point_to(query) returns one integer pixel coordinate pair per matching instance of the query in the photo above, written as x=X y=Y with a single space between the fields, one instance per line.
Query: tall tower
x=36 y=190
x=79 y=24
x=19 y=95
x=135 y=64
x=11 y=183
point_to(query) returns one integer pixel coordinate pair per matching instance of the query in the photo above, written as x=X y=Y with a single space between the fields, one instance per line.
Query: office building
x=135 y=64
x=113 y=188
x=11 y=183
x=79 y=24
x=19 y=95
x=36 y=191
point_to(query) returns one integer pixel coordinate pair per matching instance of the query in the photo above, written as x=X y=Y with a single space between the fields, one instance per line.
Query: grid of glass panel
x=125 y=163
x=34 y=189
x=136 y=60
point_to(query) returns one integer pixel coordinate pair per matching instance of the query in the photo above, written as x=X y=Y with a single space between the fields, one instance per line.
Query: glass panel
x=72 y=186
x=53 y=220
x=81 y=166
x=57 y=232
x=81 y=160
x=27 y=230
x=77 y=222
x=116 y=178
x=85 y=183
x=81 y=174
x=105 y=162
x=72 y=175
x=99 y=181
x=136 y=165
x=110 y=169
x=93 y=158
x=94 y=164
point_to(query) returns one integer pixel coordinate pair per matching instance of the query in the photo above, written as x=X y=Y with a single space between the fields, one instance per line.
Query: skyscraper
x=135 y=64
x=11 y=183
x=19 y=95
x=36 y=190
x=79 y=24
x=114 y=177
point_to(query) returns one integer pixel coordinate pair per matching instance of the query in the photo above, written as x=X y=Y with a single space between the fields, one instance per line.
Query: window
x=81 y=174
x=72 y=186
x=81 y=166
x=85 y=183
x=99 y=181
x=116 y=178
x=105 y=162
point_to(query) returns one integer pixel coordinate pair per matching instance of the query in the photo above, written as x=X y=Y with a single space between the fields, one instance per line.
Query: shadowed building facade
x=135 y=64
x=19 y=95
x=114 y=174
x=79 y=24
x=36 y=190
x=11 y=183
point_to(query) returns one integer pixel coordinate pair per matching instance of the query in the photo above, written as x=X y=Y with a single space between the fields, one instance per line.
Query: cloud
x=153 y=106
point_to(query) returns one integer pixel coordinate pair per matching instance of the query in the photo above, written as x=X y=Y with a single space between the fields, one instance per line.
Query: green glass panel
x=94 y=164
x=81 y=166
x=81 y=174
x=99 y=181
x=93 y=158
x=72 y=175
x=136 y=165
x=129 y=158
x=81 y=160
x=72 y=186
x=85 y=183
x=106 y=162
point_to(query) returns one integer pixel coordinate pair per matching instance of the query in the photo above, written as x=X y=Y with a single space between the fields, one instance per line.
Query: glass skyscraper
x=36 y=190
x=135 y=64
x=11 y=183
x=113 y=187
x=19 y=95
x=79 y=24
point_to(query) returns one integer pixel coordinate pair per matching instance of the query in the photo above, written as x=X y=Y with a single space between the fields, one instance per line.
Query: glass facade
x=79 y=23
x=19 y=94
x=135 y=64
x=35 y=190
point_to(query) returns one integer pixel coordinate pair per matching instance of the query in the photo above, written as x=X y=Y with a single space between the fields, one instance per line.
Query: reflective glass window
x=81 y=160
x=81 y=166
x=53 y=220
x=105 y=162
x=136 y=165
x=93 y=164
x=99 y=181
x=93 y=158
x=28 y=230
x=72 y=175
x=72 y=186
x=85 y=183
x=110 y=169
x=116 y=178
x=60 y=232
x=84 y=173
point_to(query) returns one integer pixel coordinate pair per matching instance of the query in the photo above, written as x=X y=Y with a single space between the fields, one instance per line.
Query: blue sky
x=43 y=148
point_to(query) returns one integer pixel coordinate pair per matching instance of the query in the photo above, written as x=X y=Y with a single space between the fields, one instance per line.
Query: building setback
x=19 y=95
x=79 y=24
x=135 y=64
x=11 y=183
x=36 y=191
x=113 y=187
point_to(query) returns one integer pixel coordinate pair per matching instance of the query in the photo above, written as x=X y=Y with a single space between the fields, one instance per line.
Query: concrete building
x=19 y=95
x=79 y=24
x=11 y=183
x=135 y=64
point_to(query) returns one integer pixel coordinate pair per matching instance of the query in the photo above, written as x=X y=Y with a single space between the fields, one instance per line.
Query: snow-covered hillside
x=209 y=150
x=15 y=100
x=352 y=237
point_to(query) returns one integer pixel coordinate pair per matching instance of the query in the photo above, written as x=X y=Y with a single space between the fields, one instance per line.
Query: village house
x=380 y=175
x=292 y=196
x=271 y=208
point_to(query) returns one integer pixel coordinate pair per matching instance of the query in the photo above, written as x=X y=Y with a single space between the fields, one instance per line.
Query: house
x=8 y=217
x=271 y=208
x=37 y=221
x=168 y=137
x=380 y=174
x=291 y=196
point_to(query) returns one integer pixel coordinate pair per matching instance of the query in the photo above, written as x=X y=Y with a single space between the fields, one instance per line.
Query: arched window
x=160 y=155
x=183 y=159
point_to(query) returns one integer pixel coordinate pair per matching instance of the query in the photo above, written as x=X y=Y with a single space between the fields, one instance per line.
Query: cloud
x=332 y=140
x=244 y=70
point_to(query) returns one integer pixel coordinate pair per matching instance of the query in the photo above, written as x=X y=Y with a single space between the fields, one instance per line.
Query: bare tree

──────────

• _OBJECTIF_:
Mettez à jour la liste en partant de son début et en allant jusqu'à la ligne contenant « x=114 y=177 » incluse : remplacez « skyscraper » par « high-rise building » et laissez tout le reste intact.

• _RÉPONSE_:
point_to(query) returns one integer pixel coordinate pair per matching instance of the query in the photo above, written as x=X y=Y with a single space between the fields, one instance per line.
Query: tall tower
x=36 y=190
x=79 y=24
x=19 y=95
x=135 y=64
x=11 y=183
point_to(query) returns one integer pixel coordinate pair per matching instance of the query in the photo above, written as x=X y=Y with a single space between the fields, one instance per line.
Query: office building
x=135 y=64
x=113 y=188
x=11 y=183
x=79 y=24
x=19 y=95
x=36 y=191
point_to(query) returns one integer pixel coordinate pair per matching instance of the query in the photo above, written as x=X y=Y with a single space between the fields, one instance per line.
Query: grid of glass panel
x=125 y=163
x=34 y=189
x=136 y=60
point_to(query) returns one integer pixel coordinate pair per matching instance of the query in the photo above, written as x=X y=Y with a single space between the fields, one instance per line.
Query: glass panel
x=72 y=186
x=53 y=220
x=81 y=166
x=57 y=232
x=81 y=160
x=27 y=230
x=77 y=222
x=116 y=178
x=85 y=183
x=81 y=174
x=105 y=162
x=72 y=175
x=99 y=181
x=136 y=165
x=110 y=169
x=93 y=158
x=94 y=164
point_to(query) returns one integer pixel coordinate pair per matching instance of the query in the photo above, written as x=X y=Y with a single space between the fields, one instance per line.
Query: high-rise building
x=135 y=64
x=11 y=183
x=19 y=95
x=36 y=190
x=79 y=24
x=114 y=177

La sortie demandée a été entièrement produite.